### Tu objetivo
Continúa, por favor, el texto sobre la justicia y el amor por las personas a partir de su última oración.

### Sección del documento
■ ■ ■ ■ ■ ■ ■

Nunca he sentido «amor» por el Estado, y la verdad, tampoco aspiro a ser un correctísimo ciudadano. Sí sé, sin embargo, lo que es sentir amor por las personas de carne y hueso, y cuando éstas sufren, yo siento dolor -aunque me aleje como la peste del sufrimiento, que diluye toda energía para poder rebelarse-; la necesidad de Justicia, para mí, está en el deseo cotidiano de felicidad, de dignidad, y es por ello por lo que, para bien o para mal, siempre serán necesarios, más que instituciones, individuos de carne y hueso, intelectual y moralmente preparados para tomarse la sacrosanta «Justicia» en serio.

■ ■ ■ ■ ■ ■ ■

### Líneas mostradas
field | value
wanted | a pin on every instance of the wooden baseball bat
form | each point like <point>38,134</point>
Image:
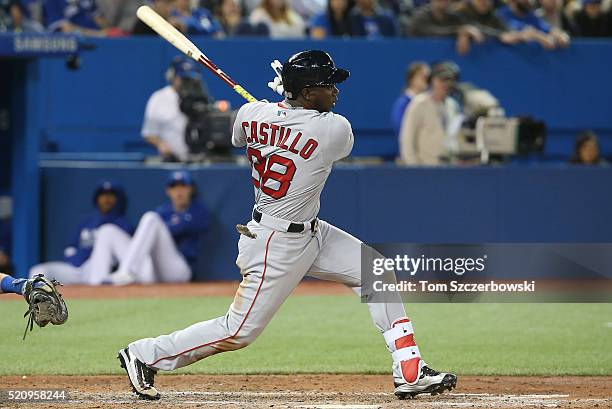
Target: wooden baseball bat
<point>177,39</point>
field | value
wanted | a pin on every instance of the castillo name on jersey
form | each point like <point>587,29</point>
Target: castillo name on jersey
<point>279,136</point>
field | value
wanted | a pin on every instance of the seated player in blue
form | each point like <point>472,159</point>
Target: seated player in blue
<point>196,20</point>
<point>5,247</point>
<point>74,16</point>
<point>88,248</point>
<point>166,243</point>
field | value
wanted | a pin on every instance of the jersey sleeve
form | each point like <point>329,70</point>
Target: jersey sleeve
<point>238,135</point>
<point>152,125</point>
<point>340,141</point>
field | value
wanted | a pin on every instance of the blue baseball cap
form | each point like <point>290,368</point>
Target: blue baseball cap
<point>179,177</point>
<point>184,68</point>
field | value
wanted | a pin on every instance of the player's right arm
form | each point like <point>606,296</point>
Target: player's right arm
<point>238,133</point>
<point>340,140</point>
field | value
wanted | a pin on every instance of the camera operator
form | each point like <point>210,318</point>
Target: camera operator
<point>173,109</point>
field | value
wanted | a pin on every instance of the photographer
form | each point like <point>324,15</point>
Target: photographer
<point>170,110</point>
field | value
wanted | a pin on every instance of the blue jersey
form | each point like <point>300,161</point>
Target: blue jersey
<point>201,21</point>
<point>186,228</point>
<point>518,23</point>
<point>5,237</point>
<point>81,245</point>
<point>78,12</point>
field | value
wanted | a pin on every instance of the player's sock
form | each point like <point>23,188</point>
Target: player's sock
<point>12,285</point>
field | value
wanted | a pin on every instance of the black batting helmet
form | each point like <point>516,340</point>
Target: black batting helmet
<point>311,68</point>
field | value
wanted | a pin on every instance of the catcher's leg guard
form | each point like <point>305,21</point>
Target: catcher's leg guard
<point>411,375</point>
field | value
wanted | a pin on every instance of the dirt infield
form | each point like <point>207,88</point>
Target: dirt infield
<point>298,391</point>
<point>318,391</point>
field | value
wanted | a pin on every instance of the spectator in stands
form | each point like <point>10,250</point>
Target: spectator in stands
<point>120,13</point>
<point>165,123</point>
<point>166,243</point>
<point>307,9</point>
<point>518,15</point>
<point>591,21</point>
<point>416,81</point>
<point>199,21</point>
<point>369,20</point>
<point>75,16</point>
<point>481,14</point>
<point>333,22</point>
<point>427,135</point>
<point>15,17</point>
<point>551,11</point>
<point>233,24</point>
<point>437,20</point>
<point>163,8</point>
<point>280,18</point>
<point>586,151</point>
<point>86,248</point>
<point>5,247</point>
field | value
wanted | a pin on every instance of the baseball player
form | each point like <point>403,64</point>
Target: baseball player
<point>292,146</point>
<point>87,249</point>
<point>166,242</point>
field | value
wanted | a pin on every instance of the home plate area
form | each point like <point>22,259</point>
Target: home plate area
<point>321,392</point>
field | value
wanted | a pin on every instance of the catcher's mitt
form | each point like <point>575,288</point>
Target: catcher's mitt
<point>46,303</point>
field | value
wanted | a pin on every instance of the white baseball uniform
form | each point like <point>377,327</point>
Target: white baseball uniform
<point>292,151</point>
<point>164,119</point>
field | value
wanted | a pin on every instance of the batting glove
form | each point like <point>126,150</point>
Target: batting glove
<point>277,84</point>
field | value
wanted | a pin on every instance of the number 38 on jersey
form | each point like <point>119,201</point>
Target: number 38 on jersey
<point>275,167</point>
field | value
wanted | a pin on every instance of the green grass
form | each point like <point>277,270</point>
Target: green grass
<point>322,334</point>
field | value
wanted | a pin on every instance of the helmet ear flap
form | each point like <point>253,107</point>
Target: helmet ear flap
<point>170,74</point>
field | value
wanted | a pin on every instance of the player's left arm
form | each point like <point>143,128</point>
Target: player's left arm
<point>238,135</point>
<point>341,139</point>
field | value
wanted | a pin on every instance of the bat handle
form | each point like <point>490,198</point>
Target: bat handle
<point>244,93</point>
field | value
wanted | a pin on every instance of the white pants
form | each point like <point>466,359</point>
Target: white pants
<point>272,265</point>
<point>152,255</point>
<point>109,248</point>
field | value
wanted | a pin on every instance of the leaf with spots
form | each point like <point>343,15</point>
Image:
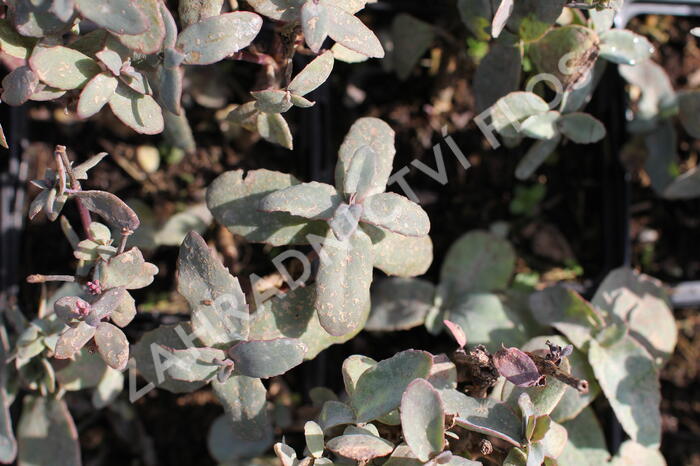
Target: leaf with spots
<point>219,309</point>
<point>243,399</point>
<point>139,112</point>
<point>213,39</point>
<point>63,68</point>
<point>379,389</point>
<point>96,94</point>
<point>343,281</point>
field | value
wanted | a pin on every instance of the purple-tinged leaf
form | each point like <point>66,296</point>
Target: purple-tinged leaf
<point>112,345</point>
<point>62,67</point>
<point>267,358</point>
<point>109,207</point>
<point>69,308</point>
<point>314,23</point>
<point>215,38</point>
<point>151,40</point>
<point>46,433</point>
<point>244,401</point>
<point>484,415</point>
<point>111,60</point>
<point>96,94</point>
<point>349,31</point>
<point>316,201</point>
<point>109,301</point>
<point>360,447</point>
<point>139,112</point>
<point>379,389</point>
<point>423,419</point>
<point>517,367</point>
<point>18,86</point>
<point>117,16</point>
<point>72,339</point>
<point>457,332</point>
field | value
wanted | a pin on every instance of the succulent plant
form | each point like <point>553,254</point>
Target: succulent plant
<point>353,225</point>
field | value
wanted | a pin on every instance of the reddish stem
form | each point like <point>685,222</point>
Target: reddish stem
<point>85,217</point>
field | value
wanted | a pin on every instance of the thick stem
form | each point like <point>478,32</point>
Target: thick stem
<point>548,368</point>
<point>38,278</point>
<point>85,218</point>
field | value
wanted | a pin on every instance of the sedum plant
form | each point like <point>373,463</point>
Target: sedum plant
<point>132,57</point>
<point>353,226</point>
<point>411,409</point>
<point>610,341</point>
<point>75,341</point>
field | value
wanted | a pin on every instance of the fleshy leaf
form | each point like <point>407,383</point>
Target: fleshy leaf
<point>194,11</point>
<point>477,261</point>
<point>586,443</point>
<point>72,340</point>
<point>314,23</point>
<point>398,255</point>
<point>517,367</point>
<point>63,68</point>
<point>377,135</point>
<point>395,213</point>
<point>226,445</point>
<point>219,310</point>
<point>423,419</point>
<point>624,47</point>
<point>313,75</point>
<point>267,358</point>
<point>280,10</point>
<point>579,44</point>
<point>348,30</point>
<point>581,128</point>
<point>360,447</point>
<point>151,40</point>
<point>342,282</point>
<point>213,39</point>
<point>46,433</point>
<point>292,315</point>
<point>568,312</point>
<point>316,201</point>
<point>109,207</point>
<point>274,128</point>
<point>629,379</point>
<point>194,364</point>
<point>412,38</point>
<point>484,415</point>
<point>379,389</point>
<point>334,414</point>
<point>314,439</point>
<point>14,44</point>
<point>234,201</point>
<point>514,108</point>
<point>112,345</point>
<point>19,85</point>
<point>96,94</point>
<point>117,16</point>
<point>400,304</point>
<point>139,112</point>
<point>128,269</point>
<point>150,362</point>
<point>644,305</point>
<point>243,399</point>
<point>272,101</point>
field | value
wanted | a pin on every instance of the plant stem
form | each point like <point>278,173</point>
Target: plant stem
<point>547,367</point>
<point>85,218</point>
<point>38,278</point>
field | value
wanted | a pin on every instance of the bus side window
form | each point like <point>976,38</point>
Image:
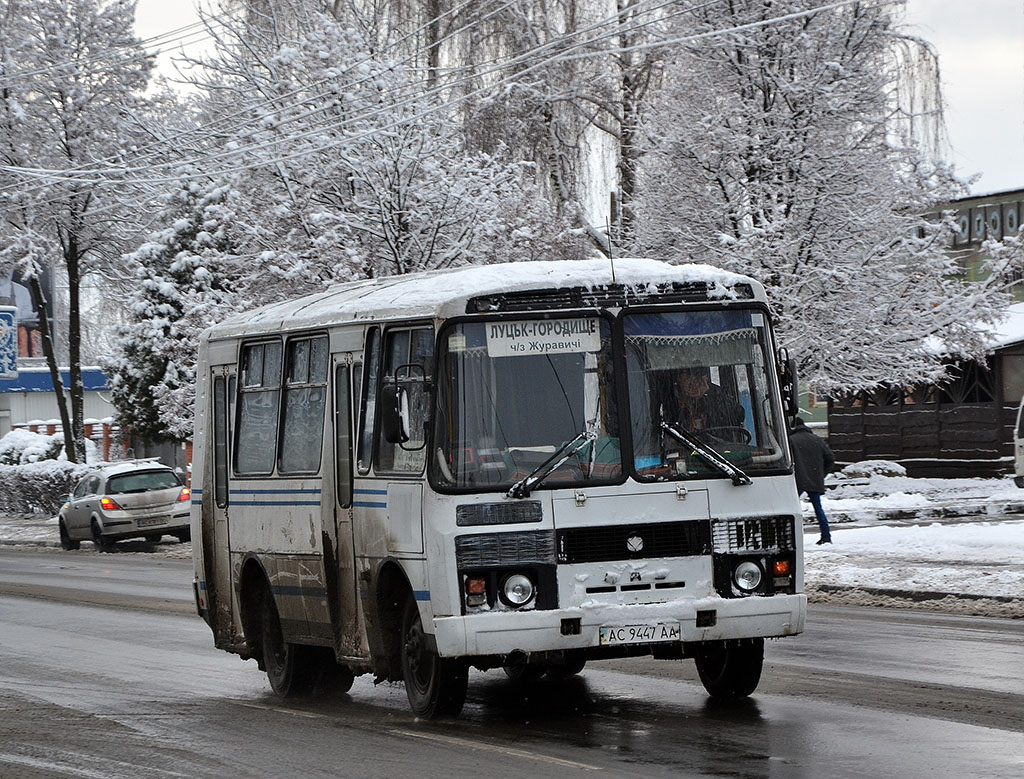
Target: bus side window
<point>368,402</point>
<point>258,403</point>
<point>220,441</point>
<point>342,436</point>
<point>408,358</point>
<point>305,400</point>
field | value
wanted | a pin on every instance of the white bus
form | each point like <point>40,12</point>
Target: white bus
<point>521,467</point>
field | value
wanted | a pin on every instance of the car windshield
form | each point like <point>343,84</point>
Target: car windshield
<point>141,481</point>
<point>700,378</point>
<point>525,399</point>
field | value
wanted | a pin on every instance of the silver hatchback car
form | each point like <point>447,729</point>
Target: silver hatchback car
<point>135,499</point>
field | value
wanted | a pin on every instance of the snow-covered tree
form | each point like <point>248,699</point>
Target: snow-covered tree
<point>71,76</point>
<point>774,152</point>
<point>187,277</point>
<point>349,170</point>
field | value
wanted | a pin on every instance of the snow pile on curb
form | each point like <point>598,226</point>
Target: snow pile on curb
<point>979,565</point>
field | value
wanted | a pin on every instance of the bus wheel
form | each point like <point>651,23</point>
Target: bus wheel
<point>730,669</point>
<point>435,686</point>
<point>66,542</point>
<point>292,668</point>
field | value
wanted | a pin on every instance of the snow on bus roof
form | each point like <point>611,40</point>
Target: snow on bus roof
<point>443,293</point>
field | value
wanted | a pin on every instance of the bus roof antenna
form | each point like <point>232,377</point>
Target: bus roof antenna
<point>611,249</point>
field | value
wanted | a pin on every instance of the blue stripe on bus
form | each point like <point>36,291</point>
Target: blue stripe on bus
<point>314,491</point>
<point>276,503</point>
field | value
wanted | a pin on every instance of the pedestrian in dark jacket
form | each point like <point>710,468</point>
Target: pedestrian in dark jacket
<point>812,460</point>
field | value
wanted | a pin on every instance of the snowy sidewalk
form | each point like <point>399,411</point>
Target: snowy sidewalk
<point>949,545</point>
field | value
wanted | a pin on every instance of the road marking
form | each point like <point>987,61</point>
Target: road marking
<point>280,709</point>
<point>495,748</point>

■ ■ ■ ■ ■ ■ ■

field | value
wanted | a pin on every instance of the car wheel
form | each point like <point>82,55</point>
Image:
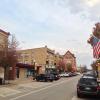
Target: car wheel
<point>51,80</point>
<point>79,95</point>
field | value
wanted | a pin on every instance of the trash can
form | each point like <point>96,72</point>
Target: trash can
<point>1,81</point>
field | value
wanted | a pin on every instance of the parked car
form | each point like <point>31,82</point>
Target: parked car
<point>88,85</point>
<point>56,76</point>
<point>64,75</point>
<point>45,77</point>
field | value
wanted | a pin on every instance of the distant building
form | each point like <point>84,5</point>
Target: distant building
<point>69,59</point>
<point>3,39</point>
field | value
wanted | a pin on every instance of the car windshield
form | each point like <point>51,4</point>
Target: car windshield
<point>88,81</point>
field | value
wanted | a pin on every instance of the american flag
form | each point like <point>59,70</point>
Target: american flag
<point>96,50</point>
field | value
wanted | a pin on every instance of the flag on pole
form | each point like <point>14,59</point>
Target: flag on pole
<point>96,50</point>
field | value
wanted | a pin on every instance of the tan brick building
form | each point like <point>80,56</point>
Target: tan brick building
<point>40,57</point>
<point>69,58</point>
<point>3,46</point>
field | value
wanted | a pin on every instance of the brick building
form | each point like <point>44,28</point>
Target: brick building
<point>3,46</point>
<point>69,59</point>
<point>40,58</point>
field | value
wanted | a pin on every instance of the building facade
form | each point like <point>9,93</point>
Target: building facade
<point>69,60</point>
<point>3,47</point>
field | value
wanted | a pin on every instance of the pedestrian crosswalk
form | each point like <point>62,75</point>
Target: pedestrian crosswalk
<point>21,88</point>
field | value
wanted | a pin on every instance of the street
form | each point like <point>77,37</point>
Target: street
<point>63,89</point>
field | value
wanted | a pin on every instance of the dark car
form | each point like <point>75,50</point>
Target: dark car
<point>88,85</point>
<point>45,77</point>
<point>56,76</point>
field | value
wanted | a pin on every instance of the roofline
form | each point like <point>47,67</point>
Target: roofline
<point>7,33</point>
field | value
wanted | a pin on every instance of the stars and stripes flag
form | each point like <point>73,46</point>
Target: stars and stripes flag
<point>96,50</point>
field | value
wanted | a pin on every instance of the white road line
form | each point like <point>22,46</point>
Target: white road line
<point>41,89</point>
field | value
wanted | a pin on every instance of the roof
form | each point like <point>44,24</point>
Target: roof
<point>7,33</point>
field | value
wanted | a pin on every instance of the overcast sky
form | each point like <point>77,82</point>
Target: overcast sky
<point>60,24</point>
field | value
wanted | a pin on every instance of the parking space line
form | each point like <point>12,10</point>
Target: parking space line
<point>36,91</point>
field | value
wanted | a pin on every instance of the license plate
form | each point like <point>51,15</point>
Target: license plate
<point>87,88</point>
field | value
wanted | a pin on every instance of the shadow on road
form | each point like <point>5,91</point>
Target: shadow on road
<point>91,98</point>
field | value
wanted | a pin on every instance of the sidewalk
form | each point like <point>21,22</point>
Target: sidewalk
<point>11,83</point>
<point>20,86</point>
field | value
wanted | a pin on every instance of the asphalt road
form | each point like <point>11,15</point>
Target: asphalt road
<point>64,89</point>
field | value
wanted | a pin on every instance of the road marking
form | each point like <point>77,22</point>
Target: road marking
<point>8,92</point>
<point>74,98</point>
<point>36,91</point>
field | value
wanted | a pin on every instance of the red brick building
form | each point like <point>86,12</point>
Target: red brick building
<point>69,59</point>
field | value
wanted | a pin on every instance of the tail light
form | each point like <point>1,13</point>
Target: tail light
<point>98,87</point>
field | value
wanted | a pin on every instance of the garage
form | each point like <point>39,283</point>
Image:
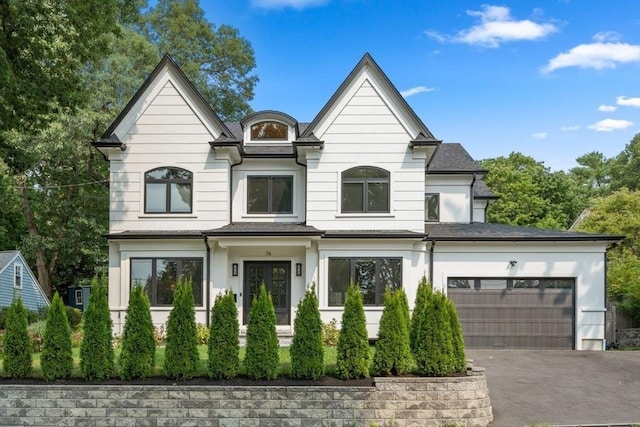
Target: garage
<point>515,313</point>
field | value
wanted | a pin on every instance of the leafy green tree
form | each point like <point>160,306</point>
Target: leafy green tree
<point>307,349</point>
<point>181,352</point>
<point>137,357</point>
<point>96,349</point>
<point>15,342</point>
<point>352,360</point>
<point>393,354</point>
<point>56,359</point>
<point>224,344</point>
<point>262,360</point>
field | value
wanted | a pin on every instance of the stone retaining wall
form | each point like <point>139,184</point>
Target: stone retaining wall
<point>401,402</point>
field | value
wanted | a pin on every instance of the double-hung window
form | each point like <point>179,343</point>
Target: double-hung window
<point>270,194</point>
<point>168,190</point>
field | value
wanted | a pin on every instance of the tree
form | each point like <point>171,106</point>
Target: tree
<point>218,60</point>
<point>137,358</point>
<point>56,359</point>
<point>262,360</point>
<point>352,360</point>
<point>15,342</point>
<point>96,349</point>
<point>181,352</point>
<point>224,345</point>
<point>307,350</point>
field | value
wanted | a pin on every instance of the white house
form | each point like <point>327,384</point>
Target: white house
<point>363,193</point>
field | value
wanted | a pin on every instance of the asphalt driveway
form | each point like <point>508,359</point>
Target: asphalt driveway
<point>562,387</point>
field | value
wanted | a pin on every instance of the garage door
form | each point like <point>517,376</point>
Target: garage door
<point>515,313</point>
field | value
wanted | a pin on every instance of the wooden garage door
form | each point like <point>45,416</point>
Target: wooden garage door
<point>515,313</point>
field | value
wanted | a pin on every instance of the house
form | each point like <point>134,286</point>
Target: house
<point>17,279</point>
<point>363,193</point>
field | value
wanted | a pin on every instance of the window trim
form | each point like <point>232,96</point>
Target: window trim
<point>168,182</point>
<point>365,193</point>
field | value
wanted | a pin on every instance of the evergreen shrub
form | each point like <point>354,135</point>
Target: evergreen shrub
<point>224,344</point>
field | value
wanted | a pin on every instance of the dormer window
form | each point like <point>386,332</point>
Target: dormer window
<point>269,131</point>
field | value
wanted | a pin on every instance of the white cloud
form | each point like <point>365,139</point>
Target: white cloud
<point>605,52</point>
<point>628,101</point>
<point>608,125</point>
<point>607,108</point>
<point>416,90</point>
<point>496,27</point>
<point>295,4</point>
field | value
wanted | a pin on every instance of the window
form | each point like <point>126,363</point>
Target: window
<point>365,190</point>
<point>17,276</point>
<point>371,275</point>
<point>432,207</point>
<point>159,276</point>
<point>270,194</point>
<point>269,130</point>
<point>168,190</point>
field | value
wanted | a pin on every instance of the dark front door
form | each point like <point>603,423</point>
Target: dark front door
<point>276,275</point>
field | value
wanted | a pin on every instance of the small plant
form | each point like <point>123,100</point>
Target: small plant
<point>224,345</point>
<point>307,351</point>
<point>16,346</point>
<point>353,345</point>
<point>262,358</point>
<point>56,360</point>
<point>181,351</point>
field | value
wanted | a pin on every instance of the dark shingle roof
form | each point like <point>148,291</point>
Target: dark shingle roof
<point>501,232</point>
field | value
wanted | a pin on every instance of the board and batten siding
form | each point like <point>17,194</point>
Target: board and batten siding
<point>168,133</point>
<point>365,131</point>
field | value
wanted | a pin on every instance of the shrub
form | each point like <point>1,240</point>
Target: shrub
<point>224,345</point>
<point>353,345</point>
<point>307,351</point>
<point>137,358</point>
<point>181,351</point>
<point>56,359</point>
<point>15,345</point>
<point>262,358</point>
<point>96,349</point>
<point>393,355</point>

■ ■ ■ ■ ■ ■ ■

### Respuesta esperada
No vivimos tiempos propicios para tales discursos, me consta, y quizás nunca lo hayan sido, pero cuando escucho los histriónicos y vehementes discursos que versan sobre la necesidad de salvaguardar a toda costa el «estado de derecho», cuando veo qué clase de individuos -un ejemplo es José María Aznar- verbalizan tales discursos, me resulta difícil, sino imposible, reprimir esa tan conocida sensación de desazón y hasta de malestar fisiológico que nos provoca el escuchar a políticos cuya calidad moral e intelectual está a la altura de la concha de un caracol, y que aún por encima intentan erigirse a sí mismos como arquitectos de destinos colectivos.

A Don Josema convendría juzgarlo, y ya, en los tribunales internacionales por criminal de guerra. Sí, criminal de guerra, sin eufemismos. Al trío de las azores se le han ido consumiendo con el tiempo todas las «razones» que justificaron aquella masacre de civiles inocentes; masacre que ya estaba preparada para ser televisada antes de que el primer soldado yankee aterrizase en Irak, y que reportó pingues beneficios a los medios de comunicación que ya estaban con las cámaras preparadas antes de que los mismísimos pollinos (en la RAE : hombre simple, ignorante o rudo) de Texas, Madrid y Londres diesen la orden de partida a sus ejércitos.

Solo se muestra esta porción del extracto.